** Problem requirements **
Starting with the line that contains "point: turtle head", set down each line through the end of the entries below, exactly and with nothing added.

====== The records

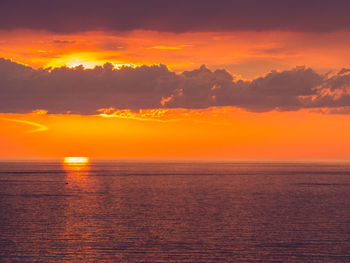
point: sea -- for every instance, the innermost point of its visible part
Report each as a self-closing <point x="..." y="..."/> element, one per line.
<point x="110" y="210"/>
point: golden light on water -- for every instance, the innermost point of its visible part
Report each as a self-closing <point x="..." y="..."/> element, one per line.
<point x="76" y="160"/>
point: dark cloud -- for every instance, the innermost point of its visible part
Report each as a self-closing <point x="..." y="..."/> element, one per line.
<point x="84" y="91"/>
<point x="176" y="16"/>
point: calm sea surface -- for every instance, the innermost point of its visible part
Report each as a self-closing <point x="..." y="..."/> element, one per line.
<point x="126" y="211"/>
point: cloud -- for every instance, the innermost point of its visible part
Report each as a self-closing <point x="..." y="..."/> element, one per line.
<point x="66" y="16"/>
<point x="85" y="91"/>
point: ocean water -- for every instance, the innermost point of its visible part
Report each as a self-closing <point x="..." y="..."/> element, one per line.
<point x="176" y="211"/>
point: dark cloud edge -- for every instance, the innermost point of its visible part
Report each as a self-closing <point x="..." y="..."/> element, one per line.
<point x="78" y="90"/>
<point x="67" y="16"/>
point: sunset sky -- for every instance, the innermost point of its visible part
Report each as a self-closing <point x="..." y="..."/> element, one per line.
<point x="175" y="79"/>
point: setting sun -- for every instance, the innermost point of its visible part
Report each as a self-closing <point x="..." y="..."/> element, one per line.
<point x="76" y="160"/>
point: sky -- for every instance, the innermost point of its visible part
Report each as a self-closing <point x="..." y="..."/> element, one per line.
<point x="175" y="79"/>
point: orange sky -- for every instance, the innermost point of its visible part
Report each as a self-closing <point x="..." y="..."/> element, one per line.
<point x="248" y="54"/>
<point x="178" y="133"/>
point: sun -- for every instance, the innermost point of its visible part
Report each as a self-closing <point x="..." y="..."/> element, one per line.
<point x="76" y="160"/>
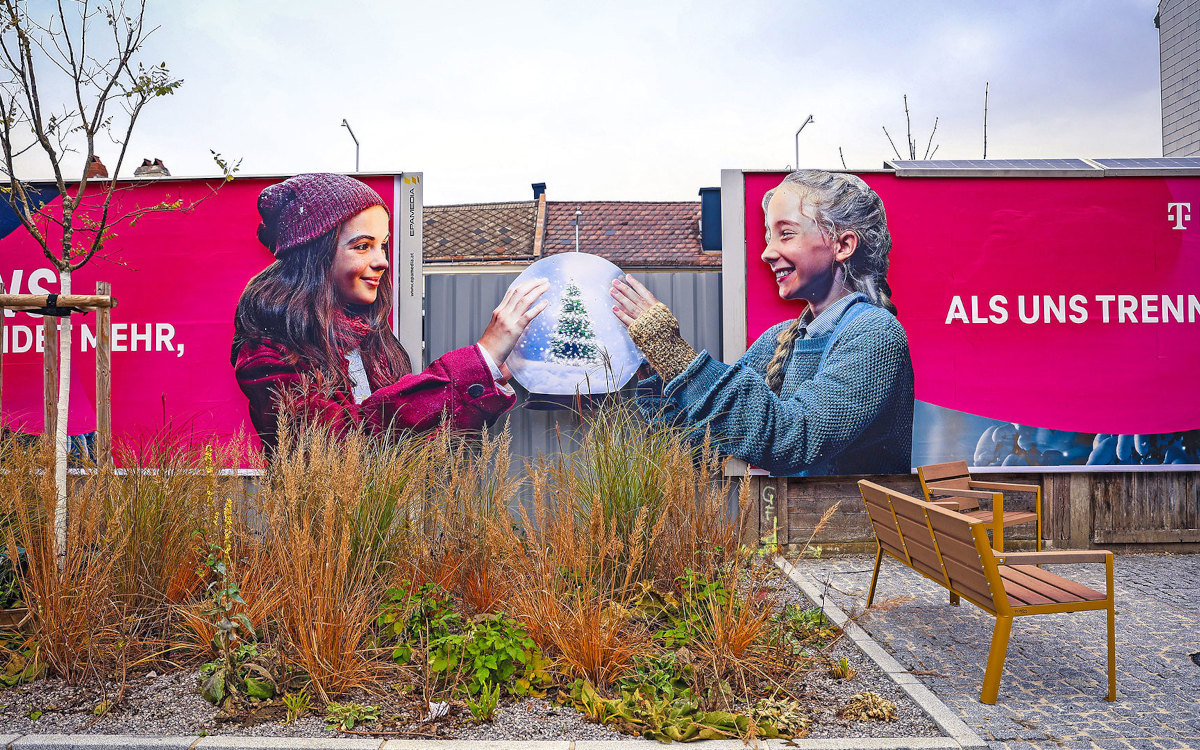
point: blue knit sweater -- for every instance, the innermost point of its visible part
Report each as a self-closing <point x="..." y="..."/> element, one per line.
<point x="851" y="414"/>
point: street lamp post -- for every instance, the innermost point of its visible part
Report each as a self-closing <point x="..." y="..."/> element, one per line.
<point x="798" y="142"/>
<point x="347" y="126"/>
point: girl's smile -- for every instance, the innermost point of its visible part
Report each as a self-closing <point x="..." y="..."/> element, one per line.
<point x="802" y="257"/>
<point x="361" y="257"/>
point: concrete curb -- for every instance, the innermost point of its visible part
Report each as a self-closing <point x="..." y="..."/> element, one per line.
<point x="958" y="732"/>
<point x="123" y="742"/>
<point x="959" y="735"/>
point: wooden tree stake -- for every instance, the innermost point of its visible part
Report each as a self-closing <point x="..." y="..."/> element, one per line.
<point x="51" y="372"/>
<point x="103" y="378"/>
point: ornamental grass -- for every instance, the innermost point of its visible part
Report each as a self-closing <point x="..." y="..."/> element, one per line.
<point x="352" y="561"/>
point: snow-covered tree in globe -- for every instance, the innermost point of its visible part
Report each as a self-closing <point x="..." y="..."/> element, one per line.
<point x="574" y="342"/>
<point x="576" y="345"/>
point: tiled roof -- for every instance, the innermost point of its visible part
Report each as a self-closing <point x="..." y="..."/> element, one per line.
<point x="480" y="232"/>
<point x="630" y="233"/>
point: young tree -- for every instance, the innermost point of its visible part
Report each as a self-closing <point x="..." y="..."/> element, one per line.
<point x="69" y="78"/>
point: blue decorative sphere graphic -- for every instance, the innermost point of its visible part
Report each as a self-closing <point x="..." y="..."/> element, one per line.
<point x="576" y="345"/>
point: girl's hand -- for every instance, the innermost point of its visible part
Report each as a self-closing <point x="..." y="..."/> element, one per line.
<point x="633" y="299"/>
<point x="510" y="318"/>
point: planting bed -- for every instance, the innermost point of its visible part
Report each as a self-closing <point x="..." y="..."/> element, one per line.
<point x="171" y="705"/>
<point x="397" y="588"/>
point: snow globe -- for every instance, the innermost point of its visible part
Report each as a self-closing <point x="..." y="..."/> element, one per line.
<point x="576" y="346"/>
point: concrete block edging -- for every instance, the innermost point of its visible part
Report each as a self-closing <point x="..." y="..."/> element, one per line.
<point x="959" y="735"/>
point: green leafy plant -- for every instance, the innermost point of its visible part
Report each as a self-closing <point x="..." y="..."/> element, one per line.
<point x="298" y="705"/>
<point x="234" y="670"/>
<point x="346" y="715"/>
<point x="687" y="616"/>
<point x="660" y="675"/>
<point x="24" y="663"/>
<point x="492" y="651"/>
<point x="665" y="719"/>
<point x="419" y="617"/>
<point x="841" y="670"/>
<point x="868" y="707"/>
<point x="484" y="707"/>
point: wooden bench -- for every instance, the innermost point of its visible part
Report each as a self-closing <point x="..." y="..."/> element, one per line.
<point x="952" y="550"/>
<point x="952" y="483"/>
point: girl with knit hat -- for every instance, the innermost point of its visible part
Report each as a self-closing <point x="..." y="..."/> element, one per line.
<point x="311" y="330"/>
<point x="829" y="393"/>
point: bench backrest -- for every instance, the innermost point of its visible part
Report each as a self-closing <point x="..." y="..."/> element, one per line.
<point x="941" y="544"/>
<point x="952" y="474"/>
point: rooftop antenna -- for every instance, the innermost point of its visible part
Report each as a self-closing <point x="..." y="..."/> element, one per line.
<point x="347" y="126"/>
<point x="798" y="142"/>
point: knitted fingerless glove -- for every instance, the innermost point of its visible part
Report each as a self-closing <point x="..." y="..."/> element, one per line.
<point x="657" y="334"/>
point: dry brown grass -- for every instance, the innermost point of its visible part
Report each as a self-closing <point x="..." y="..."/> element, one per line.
<point x="76" y="618"/>
<point x="322" y="543"/>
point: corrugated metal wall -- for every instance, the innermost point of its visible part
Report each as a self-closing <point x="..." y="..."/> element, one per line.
<point x="457" y="307"/>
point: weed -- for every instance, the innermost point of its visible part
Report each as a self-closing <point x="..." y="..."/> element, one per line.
<point x="298" y="706"/>
<point x="346" y="715"/>
<point x="841" y="670"/>
<point x="868" y="707"/>
<point x="483" y="708"/>
<point x="493" y="651"/>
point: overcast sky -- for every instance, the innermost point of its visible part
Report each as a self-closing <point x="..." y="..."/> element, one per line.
<point x="641" y="101"/>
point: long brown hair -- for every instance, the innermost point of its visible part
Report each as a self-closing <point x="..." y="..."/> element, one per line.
<point x="292" y="303"/>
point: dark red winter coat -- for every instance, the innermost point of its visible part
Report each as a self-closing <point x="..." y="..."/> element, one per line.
<point x="457" y="388"/>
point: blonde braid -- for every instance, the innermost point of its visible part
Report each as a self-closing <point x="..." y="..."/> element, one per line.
<point x="783" y="351"/>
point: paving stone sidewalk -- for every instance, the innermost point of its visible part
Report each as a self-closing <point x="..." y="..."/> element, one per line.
<point x="1055" y="681"/>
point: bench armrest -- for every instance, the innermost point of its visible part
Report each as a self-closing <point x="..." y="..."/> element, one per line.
<point x="1003" y="486"/>
<point x="934" y="490"/>
<point x="1053" y="557"/>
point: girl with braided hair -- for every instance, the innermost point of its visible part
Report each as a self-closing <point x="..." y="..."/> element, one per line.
<point x="829" y="393"/>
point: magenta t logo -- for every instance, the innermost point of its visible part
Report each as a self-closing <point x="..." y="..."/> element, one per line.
<point x="1179" y="213"/>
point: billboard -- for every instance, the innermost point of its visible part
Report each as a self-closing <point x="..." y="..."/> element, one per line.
<point x="177" y="276"/>
<point x="1053" y="322"/>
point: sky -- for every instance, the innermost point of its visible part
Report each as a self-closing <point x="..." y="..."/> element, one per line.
<point x="640" y="101"/>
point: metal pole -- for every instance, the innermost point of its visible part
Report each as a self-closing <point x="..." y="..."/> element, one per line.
<point x="347" y="125"/>
<point x="797" y="142"/>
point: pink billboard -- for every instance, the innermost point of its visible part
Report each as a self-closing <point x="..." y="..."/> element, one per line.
<point x="1050" y="321"/>
<point x="177" y="276"/>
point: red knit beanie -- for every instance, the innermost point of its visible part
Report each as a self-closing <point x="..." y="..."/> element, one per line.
<point x="301" y="209"/>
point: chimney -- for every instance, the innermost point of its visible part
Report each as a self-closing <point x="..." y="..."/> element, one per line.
<point x="96" y="168"/>
<point x="711" y="219"/>
<point x="151" y="169"/>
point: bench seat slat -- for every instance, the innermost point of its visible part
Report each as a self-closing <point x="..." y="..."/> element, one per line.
<point x="942" y="472"/>
<point x="1020" y="595"/>
<point x="1011" y="517"/>
<point x="1053" y="586"/>
<point x="967" y="580"/>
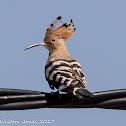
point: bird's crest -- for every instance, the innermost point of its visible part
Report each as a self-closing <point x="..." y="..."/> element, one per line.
<point x="64" y="31"/>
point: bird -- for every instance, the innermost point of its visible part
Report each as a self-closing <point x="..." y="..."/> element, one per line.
<point x="62" y="71"/>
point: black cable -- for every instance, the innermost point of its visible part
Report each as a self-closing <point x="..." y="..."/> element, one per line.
<point x="16" y="99"/>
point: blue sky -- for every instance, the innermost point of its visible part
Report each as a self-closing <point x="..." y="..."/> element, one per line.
<point x="99" y="44"/>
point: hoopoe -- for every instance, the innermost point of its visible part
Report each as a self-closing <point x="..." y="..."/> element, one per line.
<point x="61" y="70"/>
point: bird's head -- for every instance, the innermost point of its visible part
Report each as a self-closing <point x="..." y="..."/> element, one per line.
<point x="55" y="37"/>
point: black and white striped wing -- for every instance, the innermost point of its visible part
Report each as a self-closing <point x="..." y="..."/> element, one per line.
<point x="62" y="74"/>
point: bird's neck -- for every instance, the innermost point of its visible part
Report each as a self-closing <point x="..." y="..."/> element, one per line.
<point x="61" y="51"/>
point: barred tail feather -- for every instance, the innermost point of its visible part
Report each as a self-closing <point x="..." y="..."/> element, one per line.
<point x="82" y="92"/>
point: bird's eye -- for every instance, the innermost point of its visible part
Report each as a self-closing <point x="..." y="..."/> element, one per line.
<point x="53" y="40"/>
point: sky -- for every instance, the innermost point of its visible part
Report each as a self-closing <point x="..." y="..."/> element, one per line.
<point x="99" y="44"/>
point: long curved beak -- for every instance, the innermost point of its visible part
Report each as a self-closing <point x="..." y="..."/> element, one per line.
<point x="38" y="44"/>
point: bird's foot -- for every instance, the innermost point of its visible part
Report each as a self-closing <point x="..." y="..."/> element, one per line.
<point x="57" y="92"/>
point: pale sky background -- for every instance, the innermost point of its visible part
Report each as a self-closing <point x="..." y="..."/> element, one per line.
<point x="99" y="44"/>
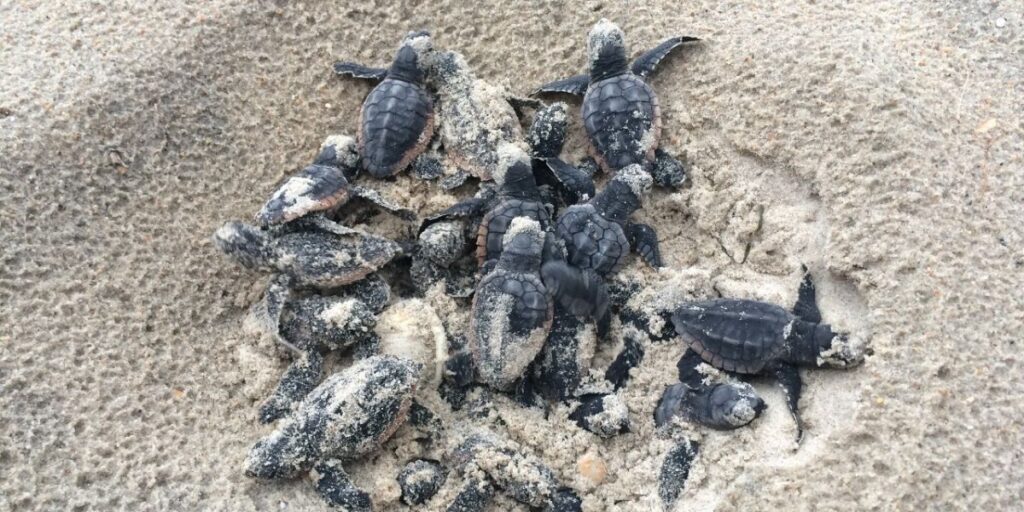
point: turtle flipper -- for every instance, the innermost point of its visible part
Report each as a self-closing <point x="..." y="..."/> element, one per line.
<point x="647" y="62"/>
<point x="807" y="305"/>
<point x="356" y="71"/>
<point x="643" y="240"/>
<point x="573" y="85"/>
<point x="300" y="378"/>
<point x="668" y="171"/>
<point x="337" y="488"/>
<point x="788" y="378"/>
<point x="376" y="198"/>
<point x="675" y="471"/>
<point x="581" y="292"/>
<point x="577" y="186"/>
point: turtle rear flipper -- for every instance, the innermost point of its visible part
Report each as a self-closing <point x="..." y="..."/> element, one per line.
<point x="300" y="378"/>
<point x="647" y="62"/>
<point x="337" y="488"/>
<point x="573" y="85"/>
<point x="643" y="240"/>
<point x="357" y="71"/>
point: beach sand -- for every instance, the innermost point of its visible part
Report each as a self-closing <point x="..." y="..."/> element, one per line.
<point x="880" y="144"/>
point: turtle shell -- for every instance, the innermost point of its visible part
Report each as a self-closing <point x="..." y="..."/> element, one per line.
<point x="592" y="241"/>
<point x="326" y="260"/>
<point x="496" y="223"/>
<point x="623" y="119"/>
<point x="314" y="188"/>
<point x="511" y="317"/>
<point x="734" y="335"/>
<point x="395" y="124"/>
<point x="349" y="414"/>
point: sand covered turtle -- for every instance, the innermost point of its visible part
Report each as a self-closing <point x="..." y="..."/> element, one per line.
<point x="312" y="324"/>
<point x="546" y="138"/>
<point x="348" y="416"/>
<point x="620" y="111"/>
<point x="491" y="462"/>
<point x="750" y="337"/>
<point x="311" y="251"/>
<point x="475" y="116"/>
<point x="396" y="121"/>
<point x="598" y="235"/>
<point x="324" y="186"/>
<point x="511" y="312"/>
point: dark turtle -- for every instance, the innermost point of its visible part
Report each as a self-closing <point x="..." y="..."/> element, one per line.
<point x="620" y="111"/>
<point x="598" y="235"/>
<point x="752" y="337"/>
<point x="314" y="324"/>
<point x="491" y="462"/>
<point x="396" y="121"/>
<point x="310" y="252"/>
<point x="420" y="480"/>
<point x="518" y="198"/>
<point x="348" y="416"/>
<point x="511" y="312"/>
<point x="323" y="186"/>
<point x="546" y="138"/>
<point x="475" y="116"/>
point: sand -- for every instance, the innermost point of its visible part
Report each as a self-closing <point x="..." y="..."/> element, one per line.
<point x="880" y="144"/>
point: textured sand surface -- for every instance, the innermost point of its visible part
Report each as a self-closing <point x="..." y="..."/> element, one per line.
<point x="880" y="144"/>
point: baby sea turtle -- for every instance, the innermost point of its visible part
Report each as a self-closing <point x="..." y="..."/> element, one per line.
<point x="324" y="186"/>
<point x="546" y="138"/>
<point x="518" y="197"/>
<point x="753" y="338"/>
<point x="598" y="233"/>
<point x="349" y="415"/>
<point x="312" y="324"/>
<point x="396" y="121"/>
<point x="475" y="116"/>
<point x="511" y="311"/>
<point x="620" y="111"/>
<point x="310" y="252"/>
<point x="504" y="464"/>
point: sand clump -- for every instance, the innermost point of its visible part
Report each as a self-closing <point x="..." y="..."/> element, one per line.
<point x="879" y="144"/>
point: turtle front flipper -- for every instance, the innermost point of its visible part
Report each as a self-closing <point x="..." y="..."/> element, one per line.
<point x="581" y="292"/>
<point x="300" y="378"/>
<point x="645" y="65"/>
<point x="807" y="306"/>
<point x="574" y="185"/>
<point x="357" y="71"/>
<point x="337" y="488"/>
<point x="378" y="200"/>
<point x="788" y="378"/>
<point x="573" y="85"/>
<point x="643" y="240"/>
<point x="675" y="471"/>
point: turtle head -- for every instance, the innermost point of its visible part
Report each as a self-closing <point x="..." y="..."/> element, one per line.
<point x="547" y="134"/>
<point x="624" y="194"/>
<point x="279" y="456"/>
<point x="606" y="49"/>
<point x="248" y="245"/>
<point x="513" y="174"/>
<point x="523" y="244"/>
<point x="411" y="60"/>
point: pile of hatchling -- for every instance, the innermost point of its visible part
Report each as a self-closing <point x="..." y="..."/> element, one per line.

============

** Solution to this task **
point: turtle head -- for every instance, the innermost point of its visible part
Report each as a self-closing <point x="..." y="..."/> element, one per line.
<point x="547" y="134"/>
<point x="624" y="194"/>
<point x="279" y="456"/>
<point x="606" y="49"/>
<point x="248" y="245"/>
<point x="513" y="174"/>
<point x="523" y="244"/>
<point x="411" y="60"/>
point: pile of hatchling -- for every instance, the innermost point of its visible part
Report each as a self-closing <point x="..." y="..."/> element, one per line.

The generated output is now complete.